Text shown
4.1. If Customer and Company have entered into Standard Contractual Clauses as described in Section 5 (Cross- Border Transfers), the authorizations in this DPA will constitute Customer’s prior written consent to the subcontracting by Company of the Processing of Customer’s Personal Data if such consent is required under the Standard Contractual Clauses, and (ii) the parties agree that the copies of the agreements with Authorized Sub-processors that must be provided by Company to Customer pursuant to Clause 5(j) of the Standard Contractual Clauses may have commercial information, or information unrelated to the Standard Contractual Clauses or their equivalent, removed by the Company beforehand, and that Company will provide such copies only upon request by Customer. Notwithstanding this, Customer consents to Company engaging (i) the Sub-processors listed in this section 4.1; and (ii) new Sub-processors provided that Company gives Customer reasonable prior notice which may be given by posting details of such addition (or the removal of a Sub-Processor) at the following:] https://www.responsive.io/dpa-sub-processor-list.

Approved Company’s Sub-Processors

Sub-Processor Purpose Location (By Country)

Amazon Web Services (“AWS”)

aws.amazon.com

Cloud hosting provider and translation assistance built into the Responsive application United States of America, Canada, United Kingdom, Australia, Singapore, or European Union (per Customer election)

MongoDB

mongodb.com

Scalable database and data storage service provider built into the Responsive application to host select service data Same as customer elected cloud hosting region)

Entries provided

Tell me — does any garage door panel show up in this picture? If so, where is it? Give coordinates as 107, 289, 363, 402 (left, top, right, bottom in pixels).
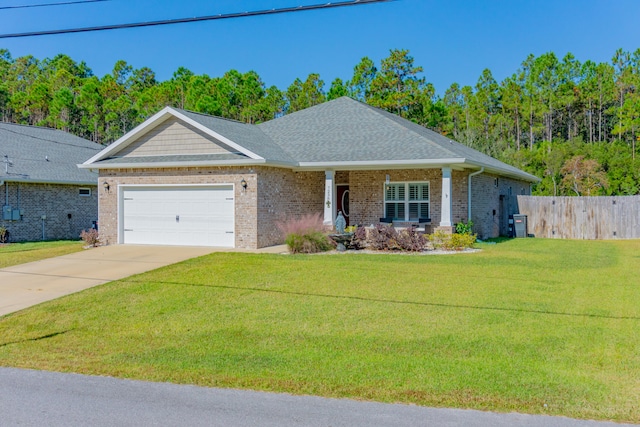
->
122, 185, 235, 247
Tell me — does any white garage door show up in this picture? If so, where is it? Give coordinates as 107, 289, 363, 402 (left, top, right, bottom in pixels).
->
120, 185, 235, 247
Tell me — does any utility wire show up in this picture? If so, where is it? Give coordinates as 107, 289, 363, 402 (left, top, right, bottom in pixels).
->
0, 0, 111, 10
0, 0, 396, 39
0, 123, 101, 151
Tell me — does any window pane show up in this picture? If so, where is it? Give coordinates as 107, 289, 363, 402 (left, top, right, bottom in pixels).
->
409, 184, 420, 200
384, 203, 396, 218
420, 203, 429, 218
384, 203, 405, 221
409, 184, 429, 200
409, 203, 420, 221
421, 184, 429, 200
384, 184, 404, 200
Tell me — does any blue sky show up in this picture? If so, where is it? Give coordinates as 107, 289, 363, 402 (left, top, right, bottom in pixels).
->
0, 0, 640, 94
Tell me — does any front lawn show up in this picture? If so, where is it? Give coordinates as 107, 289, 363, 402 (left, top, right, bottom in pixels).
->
0, 240, 83, 268
0, 239, 640, 422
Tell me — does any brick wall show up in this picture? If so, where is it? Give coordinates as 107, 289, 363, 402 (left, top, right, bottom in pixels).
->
98, 167, 529, 248
258, 168, 324, 247
349, 169, 467, 232
0, 182, 98, 242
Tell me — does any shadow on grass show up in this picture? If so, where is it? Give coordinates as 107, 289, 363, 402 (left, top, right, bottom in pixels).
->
122, 280, 640, 320
0, 329, 73, 347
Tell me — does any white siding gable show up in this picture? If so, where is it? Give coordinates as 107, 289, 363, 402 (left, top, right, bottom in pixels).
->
117, 117, 237, 157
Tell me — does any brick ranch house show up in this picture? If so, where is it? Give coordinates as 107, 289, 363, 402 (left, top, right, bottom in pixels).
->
80, 97, 538, 248
0, 123, 104, 242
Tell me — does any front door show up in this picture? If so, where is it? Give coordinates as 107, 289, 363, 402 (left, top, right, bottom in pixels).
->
336, 185, 349, 229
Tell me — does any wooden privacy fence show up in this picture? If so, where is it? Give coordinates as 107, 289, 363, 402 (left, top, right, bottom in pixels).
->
518, 196, 640, 240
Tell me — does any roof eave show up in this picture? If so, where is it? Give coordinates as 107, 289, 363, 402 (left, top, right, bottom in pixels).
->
0, 175, 98, 185
466, 161, 542, 182
296, 158, 465, 170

Questions to answer
1) Which countries or regions does the sub-processor excerpt list as possible locations for Amazon Web Services?
2) Reproduce the sub-processor excerpt starting with "aws.amazon.com" and going on through "(per Customer election)".
3) Continue the sub-processor excerpt from where it stops.
The records aren't needed for any of this.

Results for each task
1)
- United States of America
- Canada
- United Kingdom
- Australia
- Singapore
- European Union

2)
aws.amazon.com

Cloud hosting provider and translation assistance built into the Responsive application United States of America, Canada, United Kingdom, Australia, Singapore, or European Union (per Customer election)

3)
Microsoft Azure

azure.microsoft.com

Cloud hosting provider, translation assistance and other AI services built into the Responsive application United States of America

Google Cloud

cloud.google.com

Cloud hosting provider and translation assistance built into the Responsive application United States of America

DeepL

deepl.com

Translation assistance built into the Responsive application United States of America

Zendesk

zendesk.com

Customer support ticketing system United States of America

RFPIO India Private Limited

Responsive.io

Customer support relating to the performance of services under the Agreement India

ProWritingAid

prowritingaid.com

Content writing assistance tool (Spell check, grammar check etc.) built into the Responsive Application edit windows Hosted by AWS in the United States of America or European Union (per Customer election)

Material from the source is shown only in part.